The listing below is to be reproduced in full, exactly as given.

* **GIVEN ENTRIES**
>>>
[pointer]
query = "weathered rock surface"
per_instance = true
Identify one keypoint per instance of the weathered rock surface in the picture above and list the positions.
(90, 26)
<<<
* **COMPLETED TASK**
[pointer]
query = "weathered rock surface"
per_instance = true
Identify one keypoint per instance of the weathered rock surface in the picture above and list the positions.
(90, 26)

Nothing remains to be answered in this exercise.